Aim of the task:
Please render the records as a JSON list of strings, one string per line, starting at the first line of the records and ending at the line that contains "M432 142L432 131L429", both included. Leave out blank lines.

Material shown:
# # # # # # #

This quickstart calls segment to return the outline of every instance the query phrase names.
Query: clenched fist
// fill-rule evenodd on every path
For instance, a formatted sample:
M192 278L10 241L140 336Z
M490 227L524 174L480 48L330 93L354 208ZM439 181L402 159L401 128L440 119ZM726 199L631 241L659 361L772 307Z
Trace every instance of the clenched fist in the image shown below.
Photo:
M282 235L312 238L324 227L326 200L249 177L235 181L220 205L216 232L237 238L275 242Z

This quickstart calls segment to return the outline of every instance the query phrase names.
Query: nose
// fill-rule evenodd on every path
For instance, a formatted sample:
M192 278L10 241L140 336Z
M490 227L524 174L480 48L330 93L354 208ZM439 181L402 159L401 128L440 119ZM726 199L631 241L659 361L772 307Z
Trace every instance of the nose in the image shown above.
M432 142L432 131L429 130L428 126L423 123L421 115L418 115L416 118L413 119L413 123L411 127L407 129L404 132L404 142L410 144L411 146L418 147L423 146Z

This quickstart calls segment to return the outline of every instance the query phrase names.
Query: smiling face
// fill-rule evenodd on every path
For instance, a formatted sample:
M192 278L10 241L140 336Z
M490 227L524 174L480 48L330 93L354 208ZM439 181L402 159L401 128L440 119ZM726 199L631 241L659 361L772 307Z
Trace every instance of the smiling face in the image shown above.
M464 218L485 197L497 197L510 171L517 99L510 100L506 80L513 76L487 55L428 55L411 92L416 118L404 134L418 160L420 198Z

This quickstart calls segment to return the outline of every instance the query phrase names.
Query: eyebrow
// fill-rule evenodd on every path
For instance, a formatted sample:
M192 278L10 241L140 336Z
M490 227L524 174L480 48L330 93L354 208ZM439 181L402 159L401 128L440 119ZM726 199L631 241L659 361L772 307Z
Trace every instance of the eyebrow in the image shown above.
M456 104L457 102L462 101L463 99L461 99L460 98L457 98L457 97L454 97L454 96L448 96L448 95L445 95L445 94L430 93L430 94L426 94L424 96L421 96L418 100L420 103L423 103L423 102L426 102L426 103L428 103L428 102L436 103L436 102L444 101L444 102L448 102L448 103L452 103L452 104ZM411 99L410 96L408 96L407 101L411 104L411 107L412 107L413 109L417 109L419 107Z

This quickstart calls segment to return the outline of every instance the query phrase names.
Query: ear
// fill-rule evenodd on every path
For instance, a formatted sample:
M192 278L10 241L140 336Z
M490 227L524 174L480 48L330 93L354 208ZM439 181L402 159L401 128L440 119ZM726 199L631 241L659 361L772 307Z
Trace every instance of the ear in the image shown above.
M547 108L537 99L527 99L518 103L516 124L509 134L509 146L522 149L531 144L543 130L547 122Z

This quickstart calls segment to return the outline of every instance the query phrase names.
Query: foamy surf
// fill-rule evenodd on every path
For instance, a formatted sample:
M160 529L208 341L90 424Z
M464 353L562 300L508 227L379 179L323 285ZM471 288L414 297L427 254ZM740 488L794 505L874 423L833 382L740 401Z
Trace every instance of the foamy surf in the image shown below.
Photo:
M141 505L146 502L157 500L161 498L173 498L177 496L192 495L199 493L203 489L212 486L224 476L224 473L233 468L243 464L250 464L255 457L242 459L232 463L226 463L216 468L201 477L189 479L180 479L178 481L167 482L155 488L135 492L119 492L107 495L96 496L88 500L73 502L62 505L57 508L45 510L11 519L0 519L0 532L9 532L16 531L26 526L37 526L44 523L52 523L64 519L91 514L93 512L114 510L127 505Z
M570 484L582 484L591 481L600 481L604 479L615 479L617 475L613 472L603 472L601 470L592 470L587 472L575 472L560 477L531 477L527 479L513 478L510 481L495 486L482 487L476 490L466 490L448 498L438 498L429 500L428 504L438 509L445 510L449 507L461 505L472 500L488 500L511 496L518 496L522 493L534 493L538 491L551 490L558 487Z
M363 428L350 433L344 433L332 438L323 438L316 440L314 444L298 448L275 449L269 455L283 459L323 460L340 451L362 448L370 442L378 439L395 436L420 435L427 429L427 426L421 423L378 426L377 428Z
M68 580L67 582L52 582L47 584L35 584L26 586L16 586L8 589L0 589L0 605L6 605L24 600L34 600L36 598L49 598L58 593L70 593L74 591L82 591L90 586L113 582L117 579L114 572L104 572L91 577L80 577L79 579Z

# # # # # # #

Correct result:
[
  "This quickstart calls segment to return the outline of every instance the query phrase names.",
  "Query: clenched fist",
  "// fill-rule evenodd on every path",
  "For instance, a formatted sample:",
  "M192 278L10 241L140 336Z",
  "M490 227L524 174L480 48L330 93L354 208ZM439 181L402 159L401 128L440 119ZM726 199L631 241L659 361L772 307Z",
  "Trace every instance of the clenched fist in the image shown below.",
  "Photo:",
  "M282 235L312 238L324 227L326 200L249 177L235 181L220 205L216 232L237 238L275 242Z",
  "This quickstart calls segment to return the outline of every instance the query phrase names.",
  "Query: nose",
  "// fill-rule evenodd on every path",
  "For instance, a formatted sample:",
  "M192 278L10 241L140 336Z",
  "M490 227L524 174L480 48L330 93L354 208ZM439 181L402 159L401 128L440 119ZM726 199L631 241L659 361L772 307Z",
  "Trace every instance of the nose in the image shown above.",
  "M432 142L432 131L429 130L428 126L423 123L421 115L418 115L416 118L413 119L413 123L411 127L407 129L404 132L404 142L410 144L411 146L418 147L423 146Z"
]